• [Exercise requirements]: Find each line in the records below that contains the word "boulder" and copy those lines out, matching case exactly.

[Start Exercise material]

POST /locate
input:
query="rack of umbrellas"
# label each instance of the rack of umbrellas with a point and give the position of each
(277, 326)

[End Exercise material]
[Start Exercise material]

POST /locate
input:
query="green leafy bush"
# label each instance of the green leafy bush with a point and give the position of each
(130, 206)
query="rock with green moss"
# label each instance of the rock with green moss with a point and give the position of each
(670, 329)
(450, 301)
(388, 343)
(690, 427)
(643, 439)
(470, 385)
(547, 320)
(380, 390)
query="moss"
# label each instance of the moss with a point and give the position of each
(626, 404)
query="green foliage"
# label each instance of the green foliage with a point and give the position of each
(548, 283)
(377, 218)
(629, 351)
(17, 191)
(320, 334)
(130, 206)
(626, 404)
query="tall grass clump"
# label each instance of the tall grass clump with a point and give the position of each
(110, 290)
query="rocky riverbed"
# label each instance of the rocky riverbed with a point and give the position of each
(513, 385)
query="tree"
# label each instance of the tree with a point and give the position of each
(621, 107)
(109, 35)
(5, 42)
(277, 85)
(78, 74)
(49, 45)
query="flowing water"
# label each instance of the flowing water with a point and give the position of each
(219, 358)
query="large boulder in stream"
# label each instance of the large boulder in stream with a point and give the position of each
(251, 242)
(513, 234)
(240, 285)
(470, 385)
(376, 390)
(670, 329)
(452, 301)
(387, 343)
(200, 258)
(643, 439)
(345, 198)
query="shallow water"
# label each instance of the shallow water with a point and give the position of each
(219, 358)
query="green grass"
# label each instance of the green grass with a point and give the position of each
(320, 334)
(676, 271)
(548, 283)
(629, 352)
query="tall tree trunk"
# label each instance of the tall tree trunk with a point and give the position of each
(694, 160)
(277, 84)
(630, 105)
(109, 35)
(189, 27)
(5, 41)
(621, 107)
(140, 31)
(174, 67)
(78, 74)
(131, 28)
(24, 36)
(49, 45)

[End Exercise material]

• [Answer to this exercise]:
query="large boulder in stream"
# label each instance of the large boulder in stream with a point and give the position of each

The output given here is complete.